■ Text segment ■

══════════

Artificial pancreas technology to be developed in US for pregnant women

Artificial pancreas technology is being taken to “the next level” as US researchers plan to develop it for pregnant women with type 1 diabetes, it has been announced.
Funding has been agreed to allow a US team to adapt the current device, ensuring it is safe and effective for mothers-to-be.
Women with type 1 diabetes have a higher risk of complications before and during birth, and it can be challenging to control blood sugar levels effectively throughout pregnancy. This is why making the artificial pancreas available could make a significant difference.
The project is collaboration between experts from the Harvard John A Paulson School of Engineering and Applied Science, the Icahn School of Medicine at Mount Sinai and the Sansum Diabetes Research Institute.
The researchers have been awarded a grant from the National Institutes of Health to develop and evaluate a pregnancy-specific artificial pancreas to be tested in a series of clinical trials.
The aim of the study is to help women adapt to successfully managing their blood glucose levels at every stage of pregnancy using the artificial pancreas.
Artificial pancreas devices are designed to release insulin in response to changing blood glucose levels in a similar way to a human pancreas.
Within the UK, the University of Cambridge has had success in trials of an artificial pancreas in pregnant women with type 1 diabetes.
The researchers hope that this first US trial, which is currently enrolling pregnant women with type 1 diabetes and will follow their blood glucose outcomes throughout pregnancy and after birth, will lead to safe and effective results.
“This work will bring our previous advancements in artificial pancreas technology to the next level, and will be the first project of its kind in the United States,” said Dr Eyal Dassau, Director of the Biomedical Systems Engineering Research Group at the Harvard John A Paulson School.
Dr Carol J Levy, Clinical Director of the Mount Sinai Diabetes Center, added: “Achieving and maintaining the very narrow range blood glucose levels required for the best fetal outcomes for pregnant women with type 1 diabetes is extremely challenging, even with optimal clinical care.
“The use of customised technology provides an important opportunity to improve patient and fetal outcomes. We are excited to be part of the team evaluating this important area of research designed to improve care and reduce patient burden.”

══════════

■ Supplied material ■

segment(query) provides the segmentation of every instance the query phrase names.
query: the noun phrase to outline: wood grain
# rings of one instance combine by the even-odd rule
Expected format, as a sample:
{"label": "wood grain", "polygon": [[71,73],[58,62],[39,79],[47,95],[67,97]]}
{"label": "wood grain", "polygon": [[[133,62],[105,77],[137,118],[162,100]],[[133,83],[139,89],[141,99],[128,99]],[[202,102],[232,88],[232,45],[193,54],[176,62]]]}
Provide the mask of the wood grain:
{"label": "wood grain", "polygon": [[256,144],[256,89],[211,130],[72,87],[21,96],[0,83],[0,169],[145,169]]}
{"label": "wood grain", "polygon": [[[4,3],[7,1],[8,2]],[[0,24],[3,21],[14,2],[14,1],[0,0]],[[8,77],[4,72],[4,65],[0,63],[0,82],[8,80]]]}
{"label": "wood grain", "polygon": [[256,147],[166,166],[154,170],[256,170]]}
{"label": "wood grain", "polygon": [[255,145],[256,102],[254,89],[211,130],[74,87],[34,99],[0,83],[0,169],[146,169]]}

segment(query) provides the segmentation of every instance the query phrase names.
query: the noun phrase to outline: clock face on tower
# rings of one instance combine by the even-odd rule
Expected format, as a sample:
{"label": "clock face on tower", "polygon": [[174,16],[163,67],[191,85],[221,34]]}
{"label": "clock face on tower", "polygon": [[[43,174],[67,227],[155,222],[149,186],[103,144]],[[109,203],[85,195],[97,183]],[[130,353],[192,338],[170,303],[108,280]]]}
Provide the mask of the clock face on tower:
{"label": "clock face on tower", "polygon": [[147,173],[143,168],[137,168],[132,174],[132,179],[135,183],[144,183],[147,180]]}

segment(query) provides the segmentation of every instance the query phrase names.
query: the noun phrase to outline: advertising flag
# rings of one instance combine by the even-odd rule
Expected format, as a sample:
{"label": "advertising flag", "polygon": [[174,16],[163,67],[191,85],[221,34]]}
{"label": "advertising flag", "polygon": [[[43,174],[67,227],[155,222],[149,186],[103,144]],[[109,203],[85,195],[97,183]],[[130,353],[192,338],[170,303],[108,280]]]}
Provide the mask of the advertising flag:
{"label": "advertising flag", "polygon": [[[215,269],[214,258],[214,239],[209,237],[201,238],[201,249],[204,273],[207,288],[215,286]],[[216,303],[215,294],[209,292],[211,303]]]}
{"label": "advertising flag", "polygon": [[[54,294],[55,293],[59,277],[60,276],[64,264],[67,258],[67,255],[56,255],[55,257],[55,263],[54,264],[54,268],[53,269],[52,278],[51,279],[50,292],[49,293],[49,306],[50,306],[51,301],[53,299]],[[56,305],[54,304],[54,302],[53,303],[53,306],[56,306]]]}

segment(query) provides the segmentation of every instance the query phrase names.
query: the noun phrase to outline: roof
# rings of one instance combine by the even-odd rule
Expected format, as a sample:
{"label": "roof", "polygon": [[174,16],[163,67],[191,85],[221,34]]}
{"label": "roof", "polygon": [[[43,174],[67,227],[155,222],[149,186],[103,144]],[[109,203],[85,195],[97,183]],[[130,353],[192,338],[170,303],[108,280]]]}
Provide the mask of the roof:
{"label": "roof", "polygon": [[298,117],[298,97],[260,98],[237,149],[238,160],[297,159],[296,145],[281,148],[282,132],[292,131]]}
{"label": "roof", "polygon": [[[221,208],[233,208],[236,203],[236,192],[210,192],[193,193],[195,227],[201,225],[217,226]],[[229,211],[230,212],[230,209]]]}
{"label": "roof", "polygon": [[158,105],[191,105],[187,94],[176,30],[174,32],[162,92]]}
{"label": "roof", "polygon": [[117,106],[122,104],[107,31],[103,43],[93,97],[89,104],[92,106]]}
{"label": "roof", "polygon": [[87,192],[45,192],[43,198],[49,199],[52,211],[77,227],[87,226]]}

══════════

■ Your assignment ■
In the artificial pancreas article, shorten the paragraph beginning "Women with type 1 diabetes have a higher risk" while keeping its main facts.

■ Written response ■
Pregnant women with type 1 diabetes face more complications before and during birth and struggle to control blood sugar, so an artificial pancreas could make a significant difference.